(OEFENTEKST)
▼

HET GESLACHT VAN CATS OP SCHOUWEN EN DUIVELAND
IN DE MIDDELEEUWEN
door Gerard van der Wal
Inleiding
In een lopend onderzoek naar het adellijk geslacht Van Cats bleek al gauw dat leden
van dit geslacht honderden jaren lang een belangrijke rol hebben gespeeld op
Schouwen en Duiveland. Niet alleen voor Schouwen en Duiveland waren zij van
grote betekenis, maar ook voor de rest van Zeeland, Holland en Vlaanderen.
Met name de ontstaansgeschiedenis van dit geslacht wordt hier belicht. Tevens is de
relatie gelegd met andere vroege adellijke geslachten op Schouwen en Duiveland en
geplaatst in de context van de middeleeuwse demografische ontwikkeling van
Schouwen.

▲

(GEGEVENS)
▼

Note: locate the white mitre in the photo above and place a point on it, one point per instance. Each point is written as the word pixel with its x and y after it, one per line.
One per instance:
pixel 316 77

▲

(WAT GEVRAAGD WORDT)
a) Wie is volgens de oefentekst de auteur?
b) Noem alle aardrijkskundige namen die in de oefentekst voorkomen.
c) Typ het deel van de oefentekst over dat begint met "HET GESLACHT VAN" en doorloopt tot en met "Holland en Vlaanderen.".

(GEGEVEN ANTWOORDEN)
a) Gerard van der Wal

b) Schouwen, Duiveland, Zeeland, Holland, Vlaanderen

c)
HET GESLACHT VAN CATS OP SCHOUWEN EN DUIVELAND
IN DE MIDDELEEUWEN
door Gerard van der Wal
Inleiding
In een lopend onderzoek naar het adellijk geslacht Van Cats bleek al gauw dat leden
van dit geslacht honderden jaren lang een belangrijke rol hebben gespeeld op
Schouwen en Duiveland. Niet alleen voor Schouwen en Duiveland waren zij van
grote betekenis, maar ook voor de rest van Zeeland, Holland en Vlaanderen.